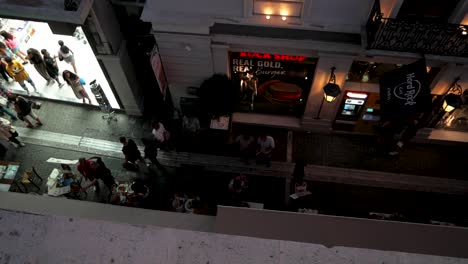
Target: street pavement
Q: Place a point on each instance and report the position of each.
(71, 131)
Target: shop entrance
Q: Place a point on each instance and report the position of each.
(38, 35)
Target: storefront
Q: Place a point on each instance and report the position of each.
(272, 83)
(38, 35)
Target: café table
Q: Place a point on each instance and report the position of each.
(8, 171)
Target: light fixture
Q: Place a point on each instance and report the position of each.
(365, 77)
(356, 95)
(330, 91)
(452, 99)
(463, 30)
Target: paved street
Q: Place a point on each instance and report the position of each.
(83, 134)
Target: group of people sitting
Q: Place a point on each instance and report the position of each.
(261, 148)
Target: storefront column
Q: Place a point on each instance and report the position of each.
(220, 58)
(322, 76)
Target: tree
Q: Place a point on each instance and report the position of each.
(218, 96)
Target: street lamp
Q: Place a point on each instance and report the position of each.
(330, 91)
(452, 99)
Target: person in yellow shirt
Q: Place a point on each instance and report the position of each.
(16, 70)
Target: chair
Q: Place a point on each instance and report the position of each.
(31, 177)
(15, 187)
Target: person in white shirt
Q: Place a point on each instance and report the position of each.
(160, 133)
(245, 146)
(266, 144)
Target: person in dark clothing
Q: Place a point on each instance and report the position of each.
(131, 153)
(51, 67)
(104, 174)
(23, 110)
(151, 151)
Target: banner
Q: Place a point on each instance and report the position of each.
(159, 73)
(405, 92)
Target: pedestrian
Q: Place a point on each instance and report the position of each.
(4, 52)
(131, 152)
(10, 134)
(151, 151)
(74, 82)
(24, 111)
(266, 144)
(190, 125)
(160, 134)
(51, 66)
(409, 130)
(87, 169)
(36, 59)
(19, 74)
(101, 173)
(245, 147)
(67, 55)
(12, 44)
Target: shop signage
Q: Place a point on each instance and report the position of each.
(269, 56)
(405, 92)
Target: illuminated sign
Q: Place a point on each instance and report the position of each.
(269, 56)
(356, 95)
(354, 101)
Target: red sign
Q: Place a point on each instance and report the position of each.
(257, 55)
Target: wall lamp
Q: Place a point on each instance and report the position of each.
(330, 91)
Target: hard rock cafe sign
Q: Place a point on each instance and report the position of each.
(269, 56)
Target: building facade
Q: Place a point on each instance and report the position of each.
(290, 48)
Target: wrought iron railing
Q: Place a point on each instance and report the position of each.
(416, 36)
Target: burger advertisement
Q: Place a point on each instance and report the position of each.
(272, 83)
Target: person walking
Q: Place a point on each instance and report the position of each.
(19, 74)
(24, 111)
(245, 147)
(160, 134)
(151, 151)
(4, 106)
(36, 59)
(266, 144)
(74, 82)
(4, 52)
(51, 66)
(101, 173)
(131, 153)
(67, 55)
(7, 132)
(12, 44)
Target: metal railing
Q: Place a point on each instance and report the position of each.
(418, 36)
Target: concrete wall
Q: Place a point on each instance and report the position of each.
(121, 72)
(326, 15)
(55, 237)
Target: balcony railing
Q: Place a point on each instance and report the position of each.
(418, 36)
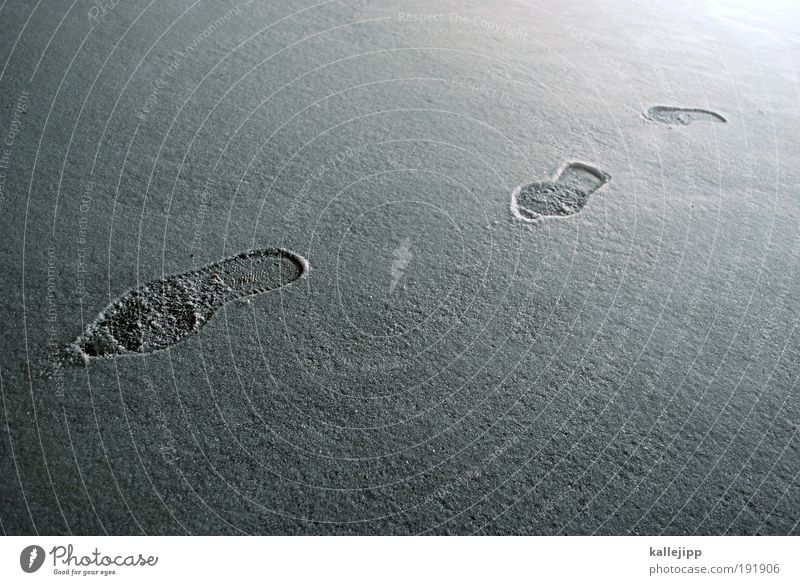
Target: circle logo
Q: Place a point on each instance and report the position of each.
(31, 558)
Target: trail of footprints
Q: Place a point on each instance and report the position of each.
(163, 312)
(570, 189)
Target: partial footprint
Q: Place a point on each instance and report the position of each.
(163, 312)
(681, 116)
(566, 195)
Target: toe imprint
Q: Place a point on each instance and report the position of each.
(163, 312)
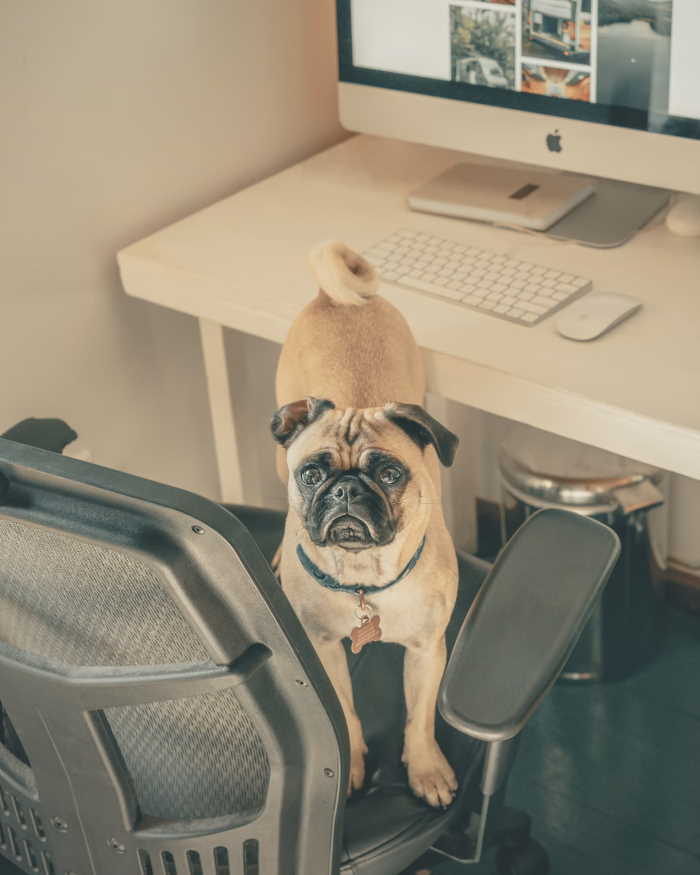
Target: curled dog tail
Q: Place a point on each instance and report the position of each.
(345, 276)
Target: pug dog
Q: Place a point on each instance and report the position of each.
(366, 553)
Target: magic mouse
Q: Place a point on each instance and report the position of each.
(594, 314)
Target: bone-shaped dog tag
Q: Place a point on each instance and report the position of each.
(365, 633)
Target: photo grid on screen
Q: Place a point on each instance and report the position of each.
(542, 47)
(611, 52)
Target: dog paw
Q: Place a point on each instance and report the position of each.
(357, 769)
(430, 776)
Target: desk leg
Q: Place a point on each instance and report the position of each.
(221, 406)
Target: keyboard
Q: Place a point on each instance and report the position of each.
(479, 279)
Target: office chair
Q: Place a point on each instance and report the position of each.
(165, 714)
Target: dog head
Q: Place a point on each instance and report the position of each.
(359, 477)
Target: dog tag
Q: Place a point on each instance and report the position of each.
(369, 629)
(365, 633)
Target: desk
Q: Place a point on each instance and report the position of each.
(242, 263)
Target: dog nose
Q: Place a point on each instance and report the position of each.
(347, 488)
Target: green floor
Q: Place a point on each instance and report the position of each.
(611, 773)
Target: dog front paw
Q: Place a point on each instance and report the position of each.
(430, 776)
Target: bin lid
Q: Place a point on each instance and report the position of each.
(561, 471)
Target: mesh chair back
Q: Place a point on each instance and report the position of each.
(163, 709)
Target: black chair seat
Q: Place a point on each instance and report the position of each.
(386, 819)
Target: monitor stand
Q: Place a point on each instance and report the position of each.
(612, 215)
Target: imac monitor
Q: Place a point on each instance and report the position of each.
(609, 88)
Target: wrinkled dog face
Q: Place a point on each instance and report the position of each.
(352, 507)
(357, 477)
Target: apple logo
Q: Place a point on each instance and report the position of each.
(554, 141)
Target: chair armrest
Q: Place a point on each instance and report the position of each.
(524, 622)
(46, 434)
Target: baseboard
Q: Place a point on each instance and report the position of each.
(683, 586)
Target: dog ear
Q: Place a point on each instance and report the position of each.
(290, 420)
(421, 427)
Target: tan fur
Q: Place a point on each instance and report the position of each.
(362, 357)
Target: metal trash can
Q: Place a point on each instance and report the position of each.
(539, 470)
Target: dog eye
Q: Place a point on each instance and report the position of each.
(390, 475)
(311, 475)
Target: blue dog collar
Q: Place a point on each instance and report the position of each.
(331, 583)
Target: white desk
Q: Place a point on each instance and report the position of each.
(242, 263)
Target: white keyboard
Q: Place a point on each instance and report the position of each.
(480, 279)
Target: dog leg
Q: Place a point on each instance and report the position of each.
(429, 774)
(334, 661)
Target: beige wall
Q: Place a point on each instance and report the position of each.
(118, 118)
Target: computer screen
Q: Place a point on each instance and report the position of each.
(630, 63)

----------------

Could you rewrite every entry above with "report the position of each" changed to "give the coordinates of each" and everything else left the same, omitting the pictures?

Target: street pavement
Q: Place a point on each instance and give the coordinates of each.
(71, 131)
Target: shop entrance
Q: Place a point on each instance and give the coordinates of each.
(38, 35)
Target: storefront
Q: Place a point on each instance and give the coordinates of each.
(272, 83)
(38, 35)
Target: café table
Q: Place a point on each instance and give the coordinates of each.
(8, 171)
Target: light fixture
Q: Place a point on each instance and give the coordinates of each.
(365, 77)
(356, 95)
(330, 91)
(452, 99)
(463, 30)
Target: paved street
Q: Place a point on each instance and give the coordinates of each.
(83, 134)
Target: group of people sitting
Q: Place a point on each instance and give the coordinates of each.
(261, 148)
Target: storefront column
Q: Place a point on each instance and give the coordinates of each.
(220, 58)
(322, 76)
Target: tree
Q: Place a point on each instance and give the coordinates of each.
(218, 96)
Target: street lamp
Q: Place a point on each instance and give the coordinates of each.
(330, 91)
(452, 99)
Target: person in yellow shirt
Q: Place a point on each instance and give the coordinates of each.
(16, 70)
Target: chair
Q: Place a point on each instance and give the coordinates of each.
(31, 177)
(15, 187)
Target: person in white shirt
Q: Place a point on each instance and give the coordinates of each.
(160, 133)
(245, 146)
(266, 144)
Target: person in dark clothing
Q: Place a point on each instance and give the coordinates of each.
(131, 153)
(51, 67)
(104, 174)
(23, 110)
(151, 151)
Target: banner
Q: Place a point on each instance and give the coordinates of each.
(159, 73)
(405, 92)
Target: pedestrian
Q: Place a point on each instance and give the coordinates of each.
(4, 52)
(131, 152)
(10, 134)
(151, 151)
(74, 82)
(24, 111)
(266, 144)
(190, 125)
(160, 134)
(51, 66)
(409, 130)
(87, 169)
(36, 59)
(19, 74)
(101, 173)
(245, 147)
(67, 55)
(12, 44)
Target: shop signage
Q: Place a point on each instance and give the coordinates of each.
(269, 56)
(405, 92)
Target: illuminated sign
Q: Place a point on each instance and give the coordinates of each.
(269, 56)
(356, 95)
(354, 101)
Target: red sign
Q: Place a point on each instance and give the coordinates of each.
(257, 55)
Target: wall lamp
Q: Place a point on each instance and give the coordinates of each.
(330, 91)
Target: hard rock cafe sign
Q: Place a point on each instance and give the coordinates of each.
(269, 56)
Target: building facade
Q: Place a point on each instance and give the coordinates of each.
(290, 48)
Target: wrought iron railing
Q: Place a point on each instance and give the coordinates of each.
(416, 36)
Target: burger advertisement
Q: Place a point on each instance and give the coordinates of each.
(272, 83)
Target: person walking
Q: Place a point on each instance and give the coordinates of each.
(19, 74)
(24, 111)
(245, 147)
(160, 134)
(151, 151)
(4, 106)
(36, 59)
(266, 144)
(74, 82)
(4, 52)
(51, 66)
(101, 173)
(131, 153)
(67, 55)
(7, 132)
(12, 44)
Target: metal railing
Q: Place a point on each instance and give the coordinates of each.
(418, 36)
Target: concrete wall
Q: Place a point on each instance and give the coordinates of each.
(121, 72)
(326, 15)
(55, 237)
Target: balcony railing
Q: Place a point on each instance and give the coordinates of each.
(418, 36)
Target: circle logo
Q: Place a point on each instance and give the coordinates of each.
(31, 558)
Target: trail of footprints
Q: Place a point on each instance and give the coordinates of each.
(163, 312)
(570, 189)
Target: partial footprint
Q: Place a point on each instance and give the coordinates of each.
(163, 312)
(681, 116)
(566, 195)
Target: toe imprint
Q: Place a point on each instance and give the coordinates of each.
(163, 312)
Target: curled dog tail
Q: Place a point on each instance and give the coordinates of each.
(345, 276)
Target: pug dog
Q: Place a point on each instance and give the coordinates of each.
(366, 553)
Target: magic mouse
Q: Place a point on each instance and give the coordinates of each.
(594, 314)
Target: bone-shaped dog tag
Q: Place a point on each instance and give the coordinates of each.
(365, 633)
Target: photo grid on screen
Q: Place a point on each instance and give the coordinates of each.
(542, 47)
(611, 52)
Target: dog paw
Q: Place a point on each instance and give the coordinates of each.
(357, 769)
(430, 776)
Target: desk leg
Q: Place a point on each instance and give the coordinates of each.
(221, 406)
Target: keyboard
Q: Place a point on each instance and give the coordinates of each.
(479, 279)
Target: office chair
Q: Place a point on each instance and give the coordinates of each.
(165, 714)
Target: dog head
Q: Place a point on each instance and give the coordinates of each.
(359, 477)
Target: dog tag
Q: Place a point on each instance and give the coordinates of each.
(369, 629)
(365, 633)
Target: desk
Q: Place a point on each instance and give the coordinates of each.
(242, 263)
Target: dog nose
Q: Place a point on each instance and give the coordinates of each.
(347, 488)
Target: green floor
Q: Place a point on each instance and give the coordinates of each.
(611, 773)
Target: dog front paw
Q: Place a point on each instance and give the coordinates of each.
(430, 776)
Target: bin lid
Q: Place a point on each instance and give the coordinates of each.
(561, 471)
Target: mesh chair back
Q: Place a point on each instance and give the coordinates of each.
(163, 709)
Target: black chair seat
Q: Place a point on each instance and give the coordinates of each.
(386, 819)
Target: monitor stand
Q: Place a point on each instance and give the coordinates of each.
(612, 215)
Target: imac monitor
Q: Place a point on each instance and give the coordinates of each.
(609, 88)
Target: wrinkled dog face
Q: Place a point on each instance and give the coordinates of each.
(352, 507)
(357, 477)
Target: apple logo
Q: Place a point on each instance and give the coordinates of each.
(554, 141)
Target: chair armrest
Q: Place a point on each instance and give the coordinates of each.
(524, 622)
(46, 434)
Target: baseboard
Q: Place a point on each instance and give the coordinates of each.
(683, 586)
Target: dog ear
Q: Place a point on each instance and give the coordinates of each.
(290, 420)
(421, 427)
Target: tan fur
Q: Place a point on each instance and give the coordinates of each.
(362, 357)
Target: metal trash can
Q: Place a point on each instance and give the coordinates of each.
(539, 470)
Target: dog eye
Q: Place a point on each instance and give the coordinates of each.
(390, 475)
(311, 475)
Target: blue dog collar
Q: Place a point on each instance and give the coordinates of each.
(331, 583)
Target: white desk
Q: Place a point on each instance and give the coordinates of each.
(242, 263)
Target: white keyboard
Q: Place a point on each instance and give the coordinates of each.
(480, 279)
Target: dog leg
Q: Place a point on each instance and give the coordinates of each.
(429, 774)
(334, 661)
Target: beige wall
Q: Place a point on each instance and give the coordinates of each.
(118, 118)
Target: computer screen
Q: Place a point on each instance and give the coordinates of each.
(630, 63)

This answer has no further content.